The records below are to be reproduced exactly, with the pictures left out.

Records shown below:

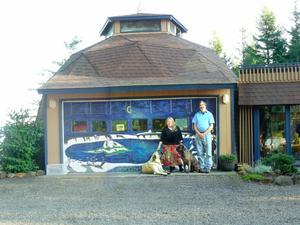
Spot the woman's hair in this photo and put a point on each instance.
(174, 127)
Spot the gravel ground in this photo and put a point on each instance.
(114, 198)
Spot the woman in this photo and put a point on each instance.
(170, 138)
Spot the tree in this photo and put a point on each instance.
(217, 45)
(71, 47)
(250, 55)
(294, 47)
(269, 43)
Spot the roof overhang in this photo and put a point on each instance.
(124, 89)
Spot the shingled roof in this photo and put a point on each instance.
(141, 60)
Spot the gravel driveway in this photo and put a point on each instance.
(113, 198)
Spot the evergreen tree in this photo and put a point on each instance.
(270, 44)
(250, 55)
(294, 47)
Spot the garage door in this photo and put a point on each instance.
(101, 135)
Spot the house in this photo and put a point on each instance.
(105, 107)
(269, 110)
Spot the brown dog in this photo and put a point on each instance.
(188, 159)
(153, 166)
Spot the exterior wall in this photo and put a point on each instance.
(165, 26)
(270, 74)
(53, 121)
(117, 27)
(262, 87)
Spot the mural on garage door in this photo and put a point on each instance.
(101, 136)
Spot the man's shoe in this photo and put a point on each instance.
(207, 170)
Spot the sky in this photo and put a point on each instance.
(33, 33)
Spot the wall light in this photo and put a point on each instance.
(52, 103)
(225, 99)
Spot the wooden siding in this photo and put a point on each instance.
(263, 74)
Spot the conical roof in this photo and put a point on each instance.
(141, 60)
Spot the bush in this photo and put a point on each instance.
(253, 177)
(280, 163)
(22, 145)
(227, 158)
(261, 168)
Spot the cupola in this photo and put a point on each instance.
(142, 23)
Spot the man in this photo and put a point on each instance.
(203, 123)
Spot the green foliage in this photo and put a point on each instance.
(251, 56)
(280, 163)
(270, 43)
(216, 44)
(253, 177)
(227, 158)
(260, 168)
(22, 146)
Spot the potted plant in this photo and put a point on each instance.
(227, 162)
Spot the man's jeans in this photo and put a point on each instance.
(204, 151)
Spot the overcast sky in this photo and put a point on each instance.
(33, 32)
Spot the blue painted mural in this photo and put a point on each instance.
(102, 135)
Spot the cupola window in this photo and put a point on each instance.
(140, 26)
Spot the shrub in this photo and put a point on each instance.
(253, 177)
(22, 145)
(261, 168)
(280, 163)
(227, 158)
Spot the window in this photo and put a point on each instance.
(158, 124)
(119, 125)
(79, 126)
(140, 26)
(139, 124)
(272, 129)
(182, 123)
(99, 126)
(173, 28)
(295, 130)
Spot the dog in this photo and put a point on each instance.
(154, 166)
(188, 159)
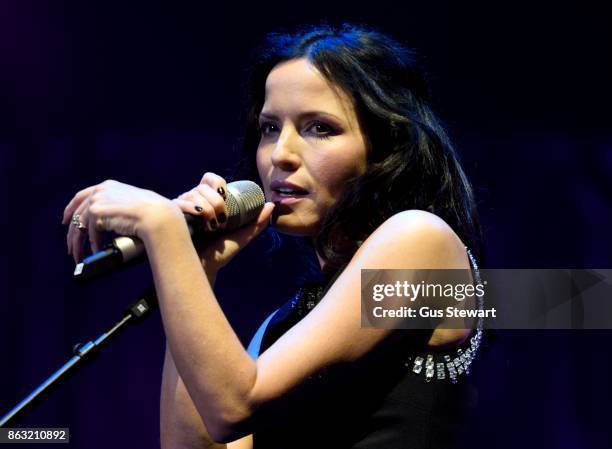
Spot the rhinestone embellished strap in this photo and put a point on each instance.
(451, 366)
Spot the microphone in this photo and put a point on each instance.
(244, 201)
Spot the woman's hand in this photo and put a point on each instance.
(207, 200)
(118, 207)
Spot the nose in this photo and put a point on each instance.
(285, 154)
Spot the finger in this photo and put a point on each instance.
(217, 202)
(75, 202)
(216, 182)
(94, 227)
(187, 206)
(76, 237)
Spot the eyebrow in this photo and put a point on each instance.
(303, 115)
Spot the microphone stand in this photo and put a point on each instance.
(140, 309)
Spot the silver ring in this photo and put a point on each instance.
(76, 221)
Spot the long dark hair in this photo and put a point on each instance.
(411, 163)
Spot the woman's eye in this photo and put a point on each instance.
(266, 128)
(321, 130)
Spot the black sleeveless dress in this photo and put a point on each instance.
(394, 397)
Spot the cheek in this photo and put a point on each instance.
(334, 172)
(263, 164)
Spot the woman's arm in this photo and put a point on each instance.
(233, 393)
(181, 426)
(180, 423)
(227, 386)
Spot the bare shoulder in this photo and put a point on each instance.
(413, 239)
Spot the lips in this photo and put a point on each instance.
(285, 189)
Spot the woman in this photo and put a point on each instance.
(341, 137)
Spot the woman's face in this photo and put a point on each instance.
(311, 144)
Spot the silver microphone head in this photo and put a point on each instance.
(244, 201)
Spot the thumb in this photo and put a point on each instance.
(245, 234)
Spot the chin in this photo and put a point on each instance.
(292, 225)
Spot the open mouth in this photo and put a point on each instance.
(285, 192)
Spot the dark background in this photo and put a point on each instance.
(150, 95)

End of Records shown.

* [Exercise result]:
Spot the woman's hair in this photo and put a point on each instance.
(174, 127)
Spot the gravel ground in this photo and put a point on each instance.
(114, 198)
Spot the woman in this photo and put a point on each instance.
(170, 138)
Spot the tree in this photo and put a point on each instance.
(217, 45)
(71, 47)
(250, 55)
(294, 47)
(269, 43)
Spot the roof overhang in this photo and put a point on each instance.
(124, 89)
Spot the shingled roof in this photo and put a point on each instance.
(141, 60)
Spot the gravel driveway in this photo and put a point on each instance.
(113, 198)
Spot the evergreen tree in this photo and put a point on each instance.
(270, 44)
(250, 55)
(294, 47)
Spot the garage door in this photo and put a point on each instance.
(101, 135)
Spot the house in this photo and put a point on each instance.
(105, 107)
(269, 110)
Spot the brown dog in this photo and put a point on each instance.
(188, 159)
(153, 166)
Spot the exterior wall in this photo and put a point on each instance.
(165, 26)
(270, 74)
(53, 121)
(117, 27)
(262, 87)
Spot the mural on garage door in this photo and put a point on each instance.
(101, 136)
Spot the man's shoe in this photo and put a point on each instance.
(207, 170)
Spot the sky in this photo and put a point on each instance.
(33, 33)
Spot the wall light in this photo and put a point on each instance.
(52, 103)
(225, 99)
Spot the wooden siding in this photo and put a point on each instance.
(263, 74)
Spot the conical roof in this photo and put a point on each instance.
(141, 60)
Spot the bush in this photo and put a point on each instance.
(253, 177)
(280, 163)
(22, 145)
(227, 158)
(261, 168)
Spot the cupola in this photo and put a point on each instance.
(142, 23)
Spot the man in this photo and put a point on each instance.
(203, 123)
Spot the green foliage in this photo and put a point on each instance.
(251, 56)
(280, 163)
(270, 43)
(216, 44)
(253, 177)
(227, 158)
(260, 168)
(22, 146)
Spot the potted plant in this photo and put a point on each instance.
(227, 162)
Spot the man's jeans in this photo and put a point on each instance.
(204, 151)
Spot the overcast sky in this photo and put a point on each instance.
(33, 32)
Spot the blue painted mural in this photo and put a point on each instance.
(102, 135)
Spot the cupola window in this photo and put a point on each instance.
(140, 26)
Spot the shrub in this photo and put a point on each instance.
(253, 177)
(22, 145)
(261, 168)
(280, 163)
(227, 158)
Spot the window in this photo and put a point on each instance.
(158, 124)
(119, 125)
(79, 126)
(140, 26)
(139, 124)
(272, 129)
(182, 123)
(99, 126)
(173, 28)
(295, 130)
Spot the dog in this photo and put a point on each instance.
(154, 166)
(188, 159)
Spot the rhinestone embellished strap in this photo and put a point on each instance.
(451, 366)
Spot the microphone in this photo and put a point on each instance.
(244, 201)
Spot the woman's hand in this photo and put a point on each instance.
(207, 200)
(118, 207)
Spot the nose in this photo and put a point on each instance.
(285, 154)
Spot the finger in this photo and put a point on each instance.
(217, 202)
(75, 202)
(216, 182)
(94, 227)
(187, 206)
(76, 237)
Spot the eyebrow in this photo and put a point on each instance.
(303, 115)
Spot the microphone stand in this photo and put a point on each instance.
(140, 309)
Spot the silver ring in this photo and put a point on each instance.
(76, 221)
Spot the long dark hair in this photo and put a point on each instance.
(411, 163)
Spot the woman's eye in this photo and put a point on each instance.
(266, 128)
(321, 130)
Spot the black sleeveless dress in this photo and put a point on each instance.
(394, 397)
Spot the cheek in this photo and put a point on each instance.
(334, 172)
(263, 164)
Spot the woman's arm in this photo and put a point on each instance.
(233, 393)
(181, 426)
(180, 423)
(227, 386)
Spot the bare shoulder in this photo and put a point on each instance.
(413, 239)
Spot the lips in this photo and put a point on each instance.
(285, 189)
Spot the woman in this photo and put a point on each instance.
(341, 137)
Spot the woman's face in this photo and put a point on each instance.
(311, 144)
Spot the silver microphone head in this photo and put a point on each instance.
(244, 201)
Spot the thumb in this photo and put a point on each instance.
(245, 234)
Spot the chin in this photo and put a point on each instance.
(292, 225)
Spot the open mouth in this photo and put a point on each instance.
(285, 192)
Spot the dark background in this photo and put a point on each instance.
(150, 95)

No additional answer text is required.